SHORT EXERCISE:
Replace "integer pixel values" with "whole-number pixel values" throughout the material below, leaving every other part of each line unchanged.

Collection entries
------------------------------------------------------------

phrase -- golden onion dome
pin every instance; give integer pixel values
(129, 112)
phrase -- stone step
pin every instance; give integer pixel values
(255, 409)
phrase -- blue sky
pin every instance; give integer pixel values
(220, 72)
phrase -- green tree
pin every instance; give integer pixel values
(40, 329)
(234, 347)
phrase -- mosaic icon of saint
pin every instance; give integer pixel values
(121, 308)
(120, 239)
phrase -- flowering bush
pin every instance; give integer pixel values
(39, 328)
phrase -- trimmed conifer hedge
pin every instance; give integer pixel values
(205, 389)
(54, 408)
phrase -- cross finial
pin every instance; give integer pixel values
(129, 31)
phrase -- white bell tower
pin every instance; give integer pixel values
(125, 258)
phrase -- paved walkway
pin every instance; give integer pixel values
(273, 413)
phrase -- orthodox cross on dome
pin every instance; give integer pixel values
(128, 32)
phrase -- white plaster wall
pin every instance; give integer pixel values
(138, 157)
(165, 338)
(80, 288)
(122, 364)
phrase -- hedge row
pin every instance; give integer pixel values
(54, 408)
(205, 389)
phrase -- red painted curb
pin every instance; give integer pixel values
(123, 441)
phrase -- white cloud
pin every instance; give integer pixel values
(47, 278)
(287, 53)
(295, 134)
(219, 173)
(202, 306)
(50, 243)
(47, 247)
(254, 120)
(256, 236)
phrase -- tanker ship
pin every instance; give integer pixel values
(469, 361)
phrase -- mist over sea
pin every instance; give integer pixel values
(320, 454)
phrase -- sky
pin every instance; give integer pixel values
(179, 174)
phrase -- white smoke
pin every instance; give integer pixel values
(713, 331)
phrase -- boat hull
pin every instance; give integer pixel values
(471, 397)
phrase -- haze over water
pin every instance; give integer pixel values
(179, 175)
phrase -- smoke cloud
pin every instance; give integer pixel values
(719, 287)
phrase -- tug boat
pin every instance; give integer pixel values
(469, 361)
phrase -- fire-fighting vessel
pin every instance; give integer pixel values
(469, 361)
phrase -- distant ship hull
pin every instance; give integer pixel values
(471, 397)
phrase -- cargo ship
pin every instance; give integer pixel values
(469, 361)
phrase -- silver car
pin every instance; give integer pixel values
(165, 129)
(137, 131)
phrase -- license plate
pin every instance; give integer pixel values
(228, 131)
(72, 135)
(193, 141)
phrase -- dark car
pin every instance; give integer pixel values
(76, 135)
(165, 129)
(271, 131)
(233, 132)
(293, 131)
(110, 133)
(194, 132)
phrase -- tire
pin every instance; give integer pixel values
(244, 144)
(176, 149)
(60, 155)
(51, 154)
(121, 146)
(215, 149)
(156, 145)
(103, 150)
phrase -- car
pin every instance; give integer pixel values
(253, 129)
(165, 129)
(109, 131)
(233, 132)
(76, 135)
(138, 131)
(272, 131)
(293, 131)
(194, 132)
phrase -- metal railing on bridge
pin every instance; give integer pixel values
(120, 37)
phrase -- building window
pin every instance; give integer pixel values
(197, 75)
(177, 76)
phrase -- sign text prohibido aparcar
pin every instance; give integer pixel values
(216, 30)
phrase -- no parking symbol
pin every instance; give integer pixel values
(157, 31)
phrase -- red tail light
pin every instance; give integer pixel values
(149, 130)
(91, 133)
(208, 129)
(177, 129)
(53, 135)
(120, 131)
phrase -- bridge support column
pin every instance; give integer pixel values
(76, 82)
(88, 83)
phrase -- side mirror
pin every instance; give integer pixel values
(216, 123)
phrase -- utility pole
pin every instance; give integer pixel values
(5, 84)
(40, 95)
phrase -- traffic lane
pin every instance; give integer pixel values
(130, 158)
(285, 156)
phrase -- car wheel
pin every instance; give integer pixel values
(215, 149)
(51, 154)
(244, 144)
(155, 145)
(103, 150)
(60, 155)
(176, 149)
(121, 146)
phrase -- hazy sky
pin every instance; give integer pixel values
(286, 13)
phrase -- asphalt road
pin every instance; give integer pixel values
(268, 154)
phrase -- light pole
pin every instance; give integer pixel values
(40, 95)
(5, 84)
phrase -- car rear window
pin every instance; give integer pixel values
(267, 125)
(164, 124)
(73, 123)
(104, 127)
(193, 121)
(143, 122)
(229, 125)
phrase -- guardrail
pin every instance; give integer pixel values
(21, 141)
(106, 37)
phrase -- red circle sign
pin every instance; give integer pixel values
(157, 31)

------------------------------------------------------------

RESULT BELOW:
phrase -- golden onion dome
pin every instance; give whole-number pixel values
(129, 112)
phrase -- stone step
pin every instance; give whole-number pixel values
(255, 409)
phrase -- blue sky
pin every instance; give whole-number pixel values
(220, 72)
phrase -- green tree
pin every instance; give whole-number pixel values
(40, 329)
(234, 347)
phrase -- mosaic icon of saint
pin every instance; give whole-number pixel values
(121, 308)
(120, 239)
phrase -- flowering bush
pin every instance; give whole-number pixel values
(39, 328)
phrase -- trimmed conifer hedge
pin every instance; give whole-number pixel values
(205, 389)
(54, 408)
phrase -- cross finial
pin every instance; give whole-number pixel values
(129, 31)
phrase -- white bell tower
pin every instance; give whole-number pixel values
(125, 258)
phrase -- paved walkway
pin every instance; give whole-number pixel values
(273, 413)
phrase -- orthodox cross on dome
pin every instance; give whole-number pixel values
(128, 32)
phrase -- white plaster wall
pin every instance; give whole-number pixel values
(138, 157)
(165, 338)
(80, 288)
(122, 364)
phrase -- hedge row
pin every instance; give whole-number pixel values
(54, 408)
(205, 389)
phrase -- red painted curb
pin every instance; give whole-number pixel values
(123, 441)
phrase -- white cloud
pin every instance; give whole-number pixel values
(47, 278)
(287, 53)
(295, 134)
(219, 173)
(202, 306)
(50, 243)
(47, 247)
(254, 120)
(256, 236)
phrase -- tanker ship
pin every instance; give whole-number pixel values
(469, 361)
phrase -- mist over sea
pin every instance; give whole-number pixel values
(320, 454)
phrase -- sky
pin every instance; give whole-number pixel values
(179, 174)
phrase -- white smoke
pin every instance; give whole-number pixel values
(713, 331)
phrase -- boat hull
pin every instance; give whole-number pixel values
(471, 397)
phrase -- haze over water
pin every instance; give whole-number pixel values
(179, 175)
phrase -- smoke cloud
pin every instance; give whole-number pixel values
(719, 287)
phrase -- tug boat
pin every instance; give whole-number pixel values
(469, 361)
phrase -- fire-fighting vessel
pin every instance; give whole-number pixel values
(469, 361)
phrase -- distant ship hull
pin every instance; give whole-number pixel values
(471, 397)
phrase -- cargo ship
pin every instance; give whole-number pixel values
(469, 361)
phrase -- silver car
pin every instance; give whole-number pixel values
(165, 129)
(137, 131)
phrase -- license plate
pin every instance; give whole-number pixel values
(228, 131)
(72, 135)
(193, 141)
phrase -- dark car
pin every instance; give whole-number pixel values
(76, 135)
(165, 129)
(271, 131)
(233, 132)
(293, 131)
(110, 133)
(194, 132)
phrase -- tire
pin every instance; give whole-number pixel values
(244, 144)
(176, 149)
(60, 155)
(51, 154)
(121, 146)
(215, 149)
(156, 145)
(103, 150)
phrase -- car
pin every instance; give whole-number pixel values
(253, 129)
(165, 129)
(109, 131)
(233, 132)
(76, 135)
(138, 131)
(272, 131)
(293, 131)
(194, 132)
phrase -- metal railing on bridge
pin every instance; give whole-number pixel values
(120, 37)
phrase -- building window
pin every instance; give whole-number pixel values
(197, 75)
(177, 76)
phrase -- sign text prohibido aparcar
pin every instance; give whole-number pixel values
(216, 30)
phrase -- no parking symbol
pin every instance; give whole-number pixel values
(157, 31)
phrase -- red tail light
pin every instance; give whole-number pixel values
(149, 130)
(91, 133)
(208, 129)
(177, 129)
(53, 135)
(120, 131)
phrase -- bridge support column
pin every instance; give whole-number pixel values
(76, 82)
(88, 83)
phrase -- side mirror
pin every instance; give whole-number pixel values
(216, 123)
phrase -- utility pole
pin every instance; give whole-number pixel values
(5, 84)
(40, 95)
phrase -- traffic lane
pin every instance; give whole-number pixel values
(130, 158)
(285, 156)
phrase -- car wheel
pin every instance; give whole-number pixel values
(215, 149)
(51, 154)
(244, 144)
(155, 145)
(103, 150)
(60, 155)
(176, 149)
(121, 146)
phrase -- hazy sky
pin every instance; give whole-number pixel values
(286, 13)
phrase -- asphalt road
pin every instance; give whole-number pixel values
(268, 154)
phrase -- light pole
pin every instance; give whole-number pixel values
(40, 95)
(5, 84)
phrase -- car rear window
pin every instance; give whole-number pixel values
(267, 125)
(164, 124)
(73, 123)
(104, 127)
(193, 121)
(143, 122)
(229, 125)
phrase -- guardrail
pin every instance; give whole-number pixel values
(21, 141)
(106, 37)
phrase -- red circle sign
pin every instance; give whole-number pixel values
(157, 31)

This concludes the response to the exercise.